■ **What you have to do**
Print the following lines verbatim, from the line containing "Provide an outline for every instance of the tree" up to and including the line containing "Now the tree".

── Listed entries ──

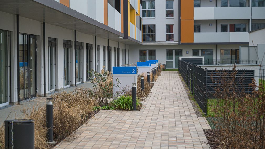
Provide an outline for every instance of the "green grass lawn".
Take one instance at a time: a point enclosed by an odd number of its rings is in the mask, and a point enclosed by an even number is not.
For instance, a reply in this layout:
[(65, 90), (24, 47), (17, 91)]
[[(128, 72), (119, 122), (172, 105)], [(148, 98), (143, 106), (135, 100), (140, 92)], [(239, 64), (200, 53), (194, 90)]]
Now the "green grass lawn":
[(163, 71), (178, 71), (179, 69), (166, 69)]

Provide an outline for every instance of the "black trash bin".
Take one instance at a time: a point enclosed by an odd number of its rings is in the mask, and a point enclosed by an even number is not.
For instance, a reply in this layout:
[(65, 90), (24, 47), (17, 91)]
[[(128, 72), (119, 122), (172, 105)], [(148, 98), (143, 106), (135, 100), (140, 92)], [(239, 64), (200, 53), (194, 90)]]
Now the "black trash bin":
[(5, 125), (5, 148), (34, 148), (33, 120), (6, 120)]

───
── Listed entries ──

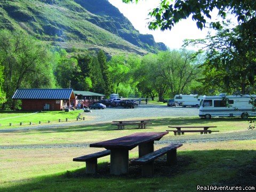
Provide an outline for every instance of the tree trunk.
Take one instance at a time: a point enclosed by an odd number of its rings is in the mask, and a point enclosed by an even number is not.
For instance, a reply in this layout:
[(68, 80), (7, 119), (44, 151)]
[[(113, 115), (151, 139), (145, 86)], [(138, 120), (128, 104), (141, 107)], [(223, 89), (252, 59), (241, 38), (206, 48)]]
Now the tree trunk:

───

■ **Solution**
Provide an outline for every instance of the tree trunk.
Take one instance at a time: a point enclosed by an odd number of its rings is in the mask, and a point enclosed by an even number is not.
For instance, a reply in this layout:
[(68, 80), (7, 119), (44, 151)]
[[(113, 115), (151, 139), (145, 86)], [(138, 120), (128, 104), (141, 107)], [(223, 89), (252, 59), (241, 38), (206, 48)]]
Now the tree trunk:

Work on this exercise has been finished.